- [Extract]
====
American actor (1913–93)

Charles Carlton Maxwell (December 28, 1913 - August 7, 1993) was an American character actor and producer who worked primarily in television.

==Biography==
Maxwell frequently appeared as a guest star in western television series, including Bonanza, Gunsmoke, The Texan, Lawman, Rawhide, and The Rifleman. In 1956 he appeared in a Greyhound Bus presentation, Down Liberty Road. In 1959, he was cast as General Phil Sheridan in the episode "One Bullet from Broken Bow" of the NBC western series, Bat Masterson, starring Gene Barry in the title role. He appeared again later that year as crooked hotel owner “Ron Davis” in the episode “Lady Luck”. He also appeared on NBC's Bonanza ten times as entirely different characters.

In the 1960s, Maxwell began appearing in a variety of guest roles. For example, in March 1961, he appeared as foreman Deeb Erickson on episode 25, season 2, of "The Rebel": "The Burying of Sammy Hart." He appeared in My Favorite Martian (first season, episode 23) as Jakobar in "An Old Friend of the Family".
====
- [Action item] Copy the Charles Carlton Maxwell biography word for word from "American actor (1913–93)" to "primarily in television.".
====
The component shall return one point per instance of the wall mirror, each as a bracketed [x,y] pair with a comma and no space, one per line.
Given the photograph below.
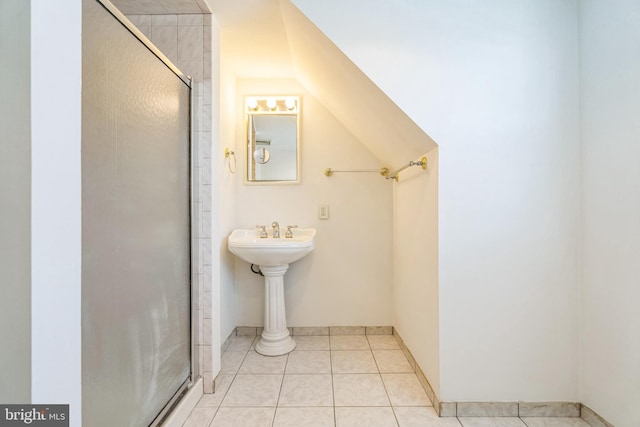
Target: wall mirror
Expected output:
[273,143]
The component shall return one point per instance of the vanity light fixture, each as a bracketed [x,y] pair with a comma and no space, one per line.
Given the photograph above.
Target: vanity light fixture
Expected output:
[272,104]
[252,104]
[290,103]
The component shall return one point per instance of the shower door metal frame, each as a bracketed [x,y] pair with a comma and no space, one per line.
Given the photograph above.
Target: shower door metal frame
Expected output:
[194,368]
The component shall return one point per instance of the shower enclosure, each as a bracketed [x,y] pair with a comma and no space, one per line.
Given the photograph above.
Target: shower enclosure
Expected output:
[136,292]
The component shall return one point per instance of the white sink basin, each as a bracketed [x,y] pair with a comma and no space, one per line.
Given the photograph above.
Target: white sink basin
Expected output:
[247,244]
[273,256]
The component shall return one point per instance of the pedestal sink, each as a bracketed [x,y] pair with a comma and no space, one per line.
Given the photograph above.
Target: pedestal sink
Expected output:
[273,255]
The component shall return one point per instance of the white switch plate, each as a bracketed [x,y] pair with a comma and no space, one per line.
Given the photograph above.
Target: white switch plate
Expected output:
[323,212]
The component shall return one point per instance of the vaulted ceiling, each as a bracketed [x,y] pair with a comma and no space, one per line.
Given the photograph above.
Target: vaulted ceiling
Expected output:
[274,39]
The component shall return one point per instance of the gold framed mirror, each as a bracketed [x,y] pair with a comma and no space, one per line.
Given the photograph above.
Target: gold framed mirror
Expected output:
====
- [Solution to this task]
American actor (1913–93)

Charles Carlton Maxwell (December 28, 1913 - August 7, 1993) was an American character actor and producer who worked primarily in television.